[[ Data open ]]

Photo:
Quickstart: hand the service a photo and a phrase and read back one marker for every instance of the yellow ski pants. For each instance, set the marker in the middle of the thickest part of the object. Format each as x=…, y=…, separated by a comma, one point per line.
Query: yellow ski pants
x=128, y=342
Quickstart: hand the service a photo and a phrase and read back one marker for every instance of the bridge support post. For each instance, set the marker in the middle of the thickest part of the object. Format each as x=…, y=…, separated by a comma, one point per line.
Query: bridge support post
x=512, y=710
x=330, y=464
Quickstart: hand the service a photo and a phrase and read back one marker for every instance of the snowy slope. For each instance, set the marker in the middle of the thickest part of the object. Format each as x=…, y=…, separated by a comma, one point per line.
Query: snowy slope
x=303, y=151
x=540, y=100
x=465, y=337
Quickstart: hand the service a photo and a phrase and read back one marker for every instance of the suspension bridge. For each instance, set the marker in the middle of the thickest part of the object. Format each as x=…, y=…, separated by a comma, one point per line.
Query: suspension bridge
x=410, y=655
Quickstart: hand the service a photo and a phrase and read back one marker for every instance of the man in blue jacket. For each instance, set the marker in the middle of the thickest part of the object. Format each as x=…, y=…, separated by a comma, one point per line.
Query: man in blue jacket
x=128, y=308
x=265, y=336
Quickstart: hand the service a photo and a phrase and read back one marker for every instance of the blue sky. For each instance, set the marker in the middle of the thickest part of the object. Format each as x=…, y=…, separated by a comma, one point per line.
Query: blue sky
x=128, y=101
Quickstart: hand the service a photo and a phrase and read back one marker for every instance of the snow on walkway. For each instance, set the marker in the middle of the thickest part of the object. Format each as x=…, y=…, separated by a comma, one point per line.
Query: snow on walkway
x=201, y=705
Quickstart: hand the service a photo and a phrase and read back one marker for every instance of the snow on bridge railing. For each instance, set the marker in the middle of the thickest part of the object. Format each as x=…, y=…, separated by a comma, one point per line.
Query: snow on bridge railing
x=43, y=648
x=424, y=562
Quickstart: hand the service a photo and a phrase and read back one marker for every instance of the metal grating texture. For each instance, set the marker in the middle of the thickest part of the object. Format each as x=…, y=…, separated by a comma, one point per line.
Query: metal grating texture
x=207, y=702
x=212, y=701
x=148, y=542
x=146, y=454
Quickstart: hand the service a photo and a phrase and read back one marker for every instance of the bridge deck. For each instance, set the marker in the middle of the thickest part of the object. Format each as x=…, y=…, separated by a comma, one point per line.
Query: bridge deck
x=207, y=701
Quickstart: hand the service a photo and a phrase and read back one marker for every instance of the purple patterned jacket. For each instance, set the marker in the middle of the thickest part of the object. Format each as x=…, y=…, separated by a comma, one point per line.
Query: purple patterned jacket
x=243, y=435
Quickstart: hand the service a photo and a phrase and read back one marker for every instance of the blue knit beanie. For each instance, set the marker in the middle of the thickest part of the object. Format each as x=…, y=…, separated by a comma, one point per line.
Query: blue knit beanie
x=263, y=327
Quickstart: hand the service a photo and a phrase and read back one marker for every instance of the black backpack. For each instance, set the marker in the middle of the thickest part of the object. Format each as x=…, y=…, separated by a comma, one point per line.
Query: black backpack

[[ Data closed ]]

§ **Assignment**: Repeat each entry above, keeping every word exact.

§ **Expected output**:
Photo:
Quickstart: hand the service a photo and a phrase and read back one marker for every instance of the yellow ski pants. For each instance, set the marker in the middle of the thickest part of the object. Format each as x=…, y=…, separated by a comma, one point per line.
Query: yellow ski pants
x=128, y=342
Quickstart: hand the service a photo and a phrase and read back one marker for every instance of the bridge support post. For each instance, set the marker in the middle of the thickest part of the object. Format each as x=…, y=…, separated by a comma, one point per line.
Query: bridge support post
x=512, y=710
x=330, y=464
Quickstart: hand the service a photo and a phrase and read back one marker for every instance of the snowy slope. For each instance, set the marker in the middle of the thickest part of the object. Format each as x=…, y=…, separated by a comma, one point per line.
Query: snowy slope
x=303, y=151
x=540, y=100
x=465, y=337
Quickstart: hand the service a photo and a phrase and read back one marker for every instance of the suspension bridge. For each instance, set the marker in the middle of the thickest part of the object. Format each as x=…, y=…, separated by a comma, one point per line.
Query: suspension bridge
x=410, y=655
Quickstart: hand the service a photo and a phrase and read back one marker for every instance of the man in blue jacket. For each instance, set the marker in the middle of the thickest part of the object. Format each as x=…, y=…, separated by a comma, one point per line.
Query: man in blue jacket
x=128, y=308
x=265, y=336
Quickstart: hand the service a photo and a phrase and read back one marker for every instance of the blue sky. For each instance, set the marker in the middle of the thickest part of the object. Format each as x=…, y=…, separated by a comma, one point per line.
Query: blue sky
x=128, y=101
Quickstart: hand the service a photo and a phrase and read back one marker for every instance of the snow on walkway. For each instance, set the marker in the middle of the thickest part of the object. Format each as x=…, y=…, separated by a comma, one point per line.
Query: snow on walkway
x=201, y=705
Quickstart: hand the service a photo and a phrase and read back one marker for every instance of the snow on bridge railing. For each instance, set the marker in the middle of the thickest part of the object. Format each as x=…, y=…, separated by a comma, one point per line.
Query: snow on bridge railing
x=43, y=648
x=424, y=562
Quickstart: hand the service a photo and a phrase and read back one marker for every instance of the metal grating texture. For each instance, set the marker in the middle of the thickest part of the object. Format each as x=…, y=…, separated by a comma, one point per line.
Query: metal grating texture
x=207, y=702
x=212, y=701
x=148, y=542
x=146, y=454
Quickstart: hand the service a photo and a phrase and read back one marker for every instance of the bridge deck. For each instance, set the marker in the middle of the thickest part of the object. Format each as x=…, y=…, separated by a comma, one point per line.
Query: bridge deck
x=207, y=701
Quickstart: hand the service a photo and a phrase and read back one marker for every instance of the purple patterned jacket. For each instance, set the marker in the middle of the thickest part of the object. Format each as x=…, y=…, separated by a comma, one point per line.
Query: purple patterned jacket
x=243, y=435
Quickstart: hand the service a photo and a phrase and read back one marker for every instance of the blue knit beanie. For each instance, set the marker in the middle of the thickest part of the object. Format each as x=…, y=…, separated by a comma, one point per line.
Query: blue knit beanie
x=263, y=327
Quickstart: hand the service a photo and a phrase and read back one marker for every instance of the black backpack. For each instance, set the marker in the middle of the thickest part of the object. Format each as x=…, y=…, separated by a comma, one point per line.
Query: black backpack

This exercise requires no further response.